#### [PASSAGE]

The degree to which the group of thinkers gathered under the term 'Western Marxism' would, as Harootunian claims, unanimously buy into the idea of a generalised completion of capitalism in the actualisation of real subsumption and the total commodification of all social relations might be questionable (Antonio Negri seems to be the most obvious theorist to pin this on), but the counter-model we are presented with remains both pertinent and interesting nonetheless. The risk of an excessive focus on 'real subsumption' is that we might end up with a mirror image of capitalism: self-representation as a natural and necessary system, unfazed and unhinged from historical conditions . The strength of an analysis that instead sets off from formal subsumption (and its intertwinement with 'so called originary accumulation') as 'capital's general form of development' is its capacity for

supplying capital with its true but forgotten history, which dramatized the constant interaction of co-existing times and practices in a ceaseless process that might lead to the final realization of capital but probably not everywhere.

#### [WHAT YOU HAVE TO DO]
In the passage on Western Marxism, which theorist seems the most obvious one to pin the idea of a generalized completion of capitalism on? You won't need the data that follows to do this.

Stored data entries
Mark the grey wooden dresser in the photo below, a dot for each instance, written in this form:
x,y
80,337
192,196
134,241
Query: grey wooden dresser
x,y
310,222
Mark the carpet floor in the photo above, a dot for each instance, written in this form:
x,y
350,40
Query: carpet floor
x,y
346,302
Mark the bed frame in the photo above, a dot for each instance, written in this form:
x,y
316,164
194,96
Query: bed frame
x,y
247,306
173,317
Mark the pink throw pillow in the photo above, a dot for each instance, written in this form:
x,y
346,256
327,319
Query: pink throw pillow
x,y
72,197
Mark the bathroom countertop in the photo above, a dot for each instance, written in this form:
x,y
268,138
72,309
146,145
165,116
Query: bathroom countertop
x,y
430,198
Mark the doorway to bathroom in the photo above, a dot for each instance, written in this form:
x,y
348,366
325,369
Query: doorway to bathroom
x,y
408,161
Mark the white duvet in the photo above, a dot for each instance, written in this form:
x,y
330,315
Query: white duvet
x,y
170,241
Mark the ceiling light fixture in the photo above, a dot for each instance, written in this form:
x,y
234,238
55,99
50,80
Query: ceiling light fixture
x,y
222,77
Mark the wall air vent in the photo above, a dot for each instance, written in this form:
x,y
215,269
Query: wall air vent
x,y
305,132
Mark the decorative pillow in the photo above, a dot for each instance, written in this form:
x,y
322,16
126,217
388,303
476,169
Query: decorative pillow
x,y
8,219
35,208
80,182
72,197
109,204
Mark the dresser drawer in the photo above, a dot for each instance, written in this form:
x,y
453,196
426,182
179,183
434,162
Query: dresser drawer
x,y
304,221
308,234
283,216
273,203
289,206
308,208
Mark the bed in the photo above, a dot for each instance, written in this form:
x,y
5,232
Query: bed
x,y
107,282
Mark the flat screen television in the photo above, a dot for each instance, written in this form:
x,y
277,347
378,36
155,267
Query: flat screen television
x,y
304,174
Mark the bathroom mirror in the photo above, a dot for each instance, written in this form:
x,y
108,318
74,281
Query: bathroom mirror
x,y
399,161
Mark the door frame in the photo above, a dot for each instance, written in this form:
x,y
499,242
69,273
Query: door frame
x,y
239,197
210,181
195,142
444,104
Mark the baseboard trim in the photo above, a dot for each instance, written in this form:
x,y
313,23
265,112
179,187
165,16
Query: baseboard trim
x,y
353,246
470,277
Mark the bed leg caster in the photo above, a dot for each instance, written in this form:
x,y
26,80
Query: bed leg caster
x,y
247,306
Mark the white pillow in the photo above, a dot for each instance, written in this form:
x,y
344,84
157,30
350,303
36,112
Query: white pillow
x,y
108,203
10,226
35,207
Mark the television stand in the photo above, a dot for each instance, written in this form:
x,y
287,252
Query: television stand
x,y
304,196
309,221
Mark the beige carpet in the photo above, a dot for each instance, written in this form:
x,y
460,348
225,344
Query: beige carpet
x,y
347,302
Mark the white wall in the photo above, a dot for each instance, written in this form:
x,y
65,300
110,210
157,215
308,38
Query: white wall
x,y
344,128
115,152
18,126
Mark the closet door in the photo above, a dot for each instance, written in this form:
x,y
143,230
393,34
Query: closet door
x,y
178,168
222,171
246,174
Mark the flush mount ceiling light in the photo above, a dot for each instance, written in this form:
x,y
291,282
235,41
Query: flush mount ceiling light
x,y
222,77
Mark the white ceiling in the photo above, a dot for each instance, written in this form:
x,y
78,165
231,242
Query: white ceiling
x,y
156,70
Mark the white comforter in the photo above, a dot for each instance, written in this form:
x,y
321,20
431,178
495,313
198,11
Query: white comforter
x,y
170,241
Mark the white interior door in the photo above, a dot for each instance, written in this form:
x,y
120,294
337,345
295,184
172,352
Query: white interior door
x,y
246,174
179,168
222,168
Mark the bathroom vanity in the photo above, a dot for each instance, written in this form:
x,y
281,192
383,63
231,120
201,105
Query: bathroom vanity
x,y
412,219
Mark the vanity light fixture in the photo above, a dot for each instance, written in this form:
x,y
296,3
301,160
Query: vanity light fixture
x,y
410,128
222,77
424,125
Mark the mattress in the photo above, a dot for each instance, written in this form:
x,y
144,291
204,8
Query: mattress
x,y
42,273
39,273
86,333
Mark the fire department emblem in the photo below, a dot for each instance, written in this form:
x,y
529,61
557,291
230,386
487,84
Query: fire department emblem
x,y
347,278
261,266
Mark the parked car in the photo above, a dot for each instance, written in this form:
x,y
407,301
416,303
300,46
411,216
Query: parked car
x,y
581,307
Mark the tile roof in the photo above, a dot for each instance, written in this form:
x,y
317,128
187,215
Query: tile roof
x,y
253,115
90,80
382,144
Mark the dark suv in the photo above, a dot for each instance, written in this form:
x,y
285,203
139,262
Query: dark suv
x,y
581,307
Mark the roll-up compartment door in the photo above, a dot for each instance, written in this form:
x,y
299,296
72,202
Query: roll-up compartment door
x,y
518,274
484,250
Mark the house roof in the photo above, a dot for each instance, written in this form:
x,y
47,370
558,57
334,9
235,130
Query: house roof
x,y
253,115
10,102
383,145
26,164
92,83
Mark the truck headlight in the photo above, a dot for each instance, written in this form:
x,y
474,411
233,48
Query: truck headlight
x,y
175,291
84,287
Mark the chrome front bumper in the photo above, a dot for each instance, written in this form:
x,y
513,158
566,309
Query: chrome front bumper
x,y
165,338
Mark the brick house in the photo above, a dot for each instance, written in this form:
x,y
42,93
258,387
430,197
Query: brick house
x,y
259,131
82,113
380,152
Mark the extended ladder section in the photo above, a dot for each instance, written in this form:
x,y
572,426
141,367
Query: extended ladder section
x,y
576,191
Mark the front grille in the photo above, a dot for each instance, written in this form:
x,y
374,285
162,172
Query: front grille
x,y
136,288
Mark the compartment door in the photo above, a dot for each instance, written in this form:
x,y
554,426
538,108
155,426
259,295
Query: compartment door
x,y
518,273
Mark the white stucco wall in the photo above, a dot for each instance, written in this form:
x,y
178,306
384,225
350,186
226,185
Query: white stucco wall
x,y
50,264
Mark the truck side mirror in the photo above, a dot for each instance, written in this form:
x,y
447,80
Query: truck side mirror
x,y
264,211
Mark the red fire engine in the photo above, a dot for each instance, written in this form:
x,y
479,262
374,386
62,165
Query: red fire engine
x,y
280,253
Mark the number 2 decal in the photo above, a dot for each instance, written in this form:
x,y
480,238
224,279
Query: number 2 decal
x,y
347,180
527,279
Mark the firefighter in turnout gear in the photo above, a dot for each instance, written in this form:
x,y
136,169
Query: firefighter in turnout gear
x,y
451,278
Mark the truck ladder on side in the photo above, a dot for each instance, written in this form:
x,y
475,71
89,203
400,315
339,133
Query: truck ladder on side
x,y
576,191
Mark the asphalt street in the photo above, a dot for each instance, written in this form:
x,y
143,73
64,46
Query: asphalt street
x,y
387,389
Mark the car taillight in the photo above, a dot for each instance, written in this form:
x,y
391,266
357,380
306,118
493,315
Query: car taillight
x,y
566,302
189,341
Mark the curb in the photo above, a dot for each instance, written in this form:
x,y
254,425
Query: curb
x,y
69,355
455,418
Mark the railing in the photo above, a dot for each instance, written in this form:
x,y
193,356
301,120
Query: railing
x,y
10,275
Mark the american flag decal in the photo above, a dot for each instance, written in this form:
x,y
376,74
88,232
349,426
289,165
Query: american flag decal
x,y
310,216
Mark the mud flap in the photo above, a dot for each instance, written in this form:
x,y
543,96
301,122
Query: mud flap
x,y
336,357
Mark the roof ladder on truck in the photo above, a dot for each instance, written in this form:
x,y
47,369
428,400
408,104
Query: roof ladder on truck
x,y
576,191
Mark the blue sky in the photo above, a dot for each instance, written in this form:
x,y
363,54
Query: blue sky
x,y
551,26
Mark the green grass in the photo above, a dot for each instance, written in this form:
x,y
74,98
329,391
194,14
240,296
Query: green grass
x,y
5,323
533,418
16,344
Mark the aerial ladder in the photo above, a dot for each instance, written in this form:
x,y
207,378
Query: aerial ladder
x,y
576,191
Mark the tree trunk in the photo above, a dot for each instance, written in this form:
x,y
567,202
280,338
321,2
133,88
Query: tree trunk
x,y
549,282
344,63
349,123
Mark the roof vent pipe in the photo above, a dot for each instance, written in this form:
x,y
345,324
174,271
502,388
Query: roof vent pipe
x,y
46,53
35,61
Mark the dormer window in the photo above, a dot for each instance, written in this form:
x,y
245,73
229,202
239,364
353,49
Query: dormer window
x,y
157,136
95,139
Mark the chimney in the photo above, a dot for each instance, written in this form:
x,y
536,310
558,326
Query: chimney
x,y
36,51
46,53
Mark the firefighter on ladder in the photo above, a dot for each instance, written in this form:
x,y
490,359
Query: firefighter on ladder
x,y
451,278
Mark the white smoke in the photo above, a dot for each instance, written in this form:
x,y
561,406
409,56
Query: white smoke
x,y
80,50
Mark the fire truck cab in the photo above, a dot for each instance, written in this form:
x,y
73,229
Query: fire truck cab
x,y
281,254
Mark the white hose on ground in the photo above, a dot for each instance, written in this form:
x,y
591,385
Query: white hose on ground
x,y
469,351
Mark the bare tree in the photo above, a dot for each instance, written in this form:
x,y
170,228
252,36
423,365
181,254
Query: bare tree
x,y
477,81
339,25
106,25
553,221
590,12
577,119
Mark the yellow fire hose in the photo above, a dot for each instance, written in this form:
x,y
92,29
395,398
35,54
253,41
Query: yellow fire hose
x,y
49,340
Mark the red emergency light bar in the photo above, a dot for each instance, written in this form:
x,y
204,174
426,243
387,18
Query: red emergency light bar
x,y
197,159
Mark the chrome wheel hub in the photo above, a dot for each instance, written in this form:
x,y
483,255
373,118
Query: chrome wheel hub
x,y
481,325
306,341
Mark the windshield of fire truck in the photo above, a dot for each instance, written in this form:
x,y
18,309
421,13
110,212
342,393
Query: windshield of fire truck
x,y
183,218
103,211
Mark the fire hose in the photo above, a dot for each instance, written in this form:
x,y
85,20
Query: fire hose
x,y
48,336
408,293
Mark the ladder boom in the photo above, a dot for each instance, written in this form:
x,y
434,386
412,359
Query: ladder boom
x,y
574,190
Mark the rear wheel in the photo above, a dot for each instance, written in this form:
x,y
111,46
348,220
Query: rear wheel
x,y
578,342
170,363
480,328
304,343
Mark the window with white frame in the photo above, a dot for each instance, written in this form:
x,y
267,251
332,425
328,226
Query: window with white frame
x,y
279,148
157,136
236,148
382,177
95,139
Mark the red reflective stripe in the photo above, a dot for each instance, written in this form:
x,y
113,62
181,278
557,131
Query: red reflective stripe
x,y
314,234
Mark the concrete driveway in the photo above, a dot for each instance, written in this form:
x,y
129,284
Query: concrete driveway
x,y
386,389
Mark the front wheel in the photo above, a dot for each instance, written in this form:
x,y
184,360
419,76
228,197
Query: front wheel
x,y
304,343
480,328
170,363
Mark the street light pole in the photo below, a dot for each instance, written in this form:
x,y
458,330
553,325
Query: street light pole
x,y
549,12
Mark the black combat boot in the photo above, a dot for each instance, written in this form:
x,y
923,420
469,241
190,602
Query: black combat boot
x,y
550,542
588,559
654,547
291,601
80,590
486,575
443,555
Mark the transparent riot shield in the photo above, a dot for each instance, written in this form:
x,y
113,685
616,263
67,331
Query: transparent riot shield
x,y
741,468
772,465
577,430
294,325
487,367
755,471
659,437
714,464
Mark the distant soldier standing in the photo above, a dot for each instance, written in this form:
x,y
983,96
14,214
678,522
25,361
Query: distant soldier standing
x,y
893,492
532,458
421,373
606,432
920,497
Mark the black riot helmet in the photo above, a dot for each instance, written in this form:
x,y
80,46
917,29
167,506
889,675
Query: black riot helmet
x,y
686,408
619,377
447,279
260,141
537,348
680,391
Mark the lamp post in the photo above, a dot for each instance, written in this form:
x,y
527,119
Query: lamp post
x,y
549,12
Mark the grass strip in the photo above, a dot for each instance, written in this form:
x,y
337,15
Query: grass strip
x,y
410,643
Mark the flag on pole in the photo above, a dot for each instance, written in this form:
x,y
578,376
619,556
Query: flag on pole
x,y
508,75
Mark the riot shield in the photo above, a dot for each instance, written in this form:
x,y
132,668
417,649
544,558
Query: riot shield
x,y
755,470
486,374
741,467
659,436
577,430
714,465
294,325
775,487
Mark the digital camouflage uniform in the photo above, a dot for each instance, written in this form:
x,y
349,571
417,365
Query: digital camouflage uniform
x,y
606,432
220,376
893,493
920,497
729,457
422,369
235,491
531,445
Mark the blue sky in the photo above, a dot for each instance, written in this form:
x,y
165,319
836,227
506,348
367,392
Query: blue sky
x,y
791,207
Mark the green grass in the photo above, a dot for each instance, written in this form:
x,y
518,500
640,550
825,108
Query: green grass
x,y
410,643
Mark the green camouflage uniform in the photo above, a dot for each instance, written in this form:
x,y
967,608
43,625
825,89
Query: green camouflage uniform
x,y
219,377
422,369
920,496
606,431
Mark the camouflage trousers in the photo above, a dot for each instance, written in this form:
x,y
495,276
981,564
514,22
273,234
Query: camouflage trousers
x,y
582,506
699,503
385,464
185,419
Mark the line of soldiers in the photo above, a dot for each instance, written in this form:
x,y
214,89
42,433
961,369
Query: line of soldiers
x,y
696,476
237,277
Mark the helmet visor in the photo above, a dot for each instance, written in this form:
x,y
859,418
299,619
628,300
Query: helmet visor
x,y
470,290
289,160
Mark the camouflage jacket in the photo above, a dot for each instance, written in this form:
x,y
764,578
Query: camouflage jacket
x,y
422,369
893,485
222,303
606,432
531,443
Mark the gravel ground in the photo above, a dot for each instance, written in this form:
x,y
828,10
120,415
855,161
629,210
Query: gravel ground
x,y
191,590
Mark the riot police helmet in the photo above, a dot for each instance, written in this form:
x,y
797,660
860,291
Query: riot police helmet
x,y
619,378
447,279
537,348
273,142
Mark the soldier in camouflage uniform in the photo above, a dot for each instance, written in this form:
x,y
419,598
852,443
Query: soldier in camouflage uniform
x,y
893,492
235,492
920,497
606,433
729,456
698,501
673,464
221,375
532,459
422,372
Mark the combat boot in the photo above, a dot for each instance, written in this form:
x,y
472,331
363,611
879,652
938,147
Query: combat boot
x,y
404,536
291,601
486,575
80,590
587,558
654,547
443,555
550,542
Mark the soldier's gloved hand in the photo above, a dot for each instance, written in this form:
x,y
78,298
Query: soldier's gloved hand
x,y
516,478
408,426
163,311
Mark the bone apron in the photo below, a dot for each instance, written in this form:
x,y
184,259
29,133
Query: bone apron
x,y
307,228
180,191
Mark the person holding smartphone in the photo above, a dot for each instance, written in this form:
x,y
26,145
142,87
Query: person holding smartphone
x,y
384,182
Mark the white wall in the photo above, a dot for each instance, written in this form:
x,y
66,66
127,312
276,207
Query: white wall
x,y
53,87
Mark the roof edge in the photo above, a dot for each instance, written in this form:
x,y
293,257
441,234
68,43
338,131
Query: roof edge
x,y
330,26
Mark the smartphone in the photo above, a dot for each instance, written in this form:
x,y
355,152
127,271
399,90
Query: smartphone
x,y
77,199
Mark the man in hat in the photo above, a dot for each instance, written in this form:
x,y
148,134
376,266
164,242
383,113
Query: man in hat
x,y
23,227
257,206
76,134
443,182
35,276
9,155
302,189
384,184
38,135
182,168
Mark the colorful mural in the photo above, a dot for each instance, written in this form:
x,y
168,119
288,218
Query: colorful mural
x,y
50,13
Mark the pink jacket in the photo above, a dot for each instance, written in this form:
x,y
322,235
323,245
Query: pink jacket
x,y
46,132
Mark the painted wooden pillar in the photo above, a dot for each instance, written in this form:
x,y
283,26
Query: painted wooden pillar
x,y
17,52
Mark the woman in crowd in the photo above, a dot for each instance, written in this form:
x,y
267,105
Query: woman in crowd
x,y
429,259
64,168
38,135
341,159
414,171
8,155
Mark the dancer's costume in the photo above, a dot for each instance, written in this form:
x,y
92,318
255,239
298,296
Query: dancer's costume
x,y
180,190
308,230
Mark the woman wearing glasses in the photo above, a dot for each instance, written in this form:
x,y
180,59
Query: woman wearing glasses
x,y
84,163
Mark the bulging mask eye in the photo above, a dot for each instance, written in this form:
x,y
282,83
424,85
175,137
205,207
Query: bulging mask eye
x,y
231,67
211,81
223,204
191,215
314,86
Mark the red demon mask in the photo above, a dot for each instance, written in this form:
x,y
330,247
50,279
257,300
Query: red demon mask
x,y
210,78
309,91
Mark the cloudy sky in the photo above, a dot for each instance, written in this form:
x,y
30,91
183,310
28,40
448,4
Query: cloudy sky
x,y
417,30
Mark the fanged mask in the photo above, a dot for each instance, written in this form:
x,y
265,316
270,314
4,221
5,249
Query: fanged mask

#### [OUTPUT]
Antonio Negri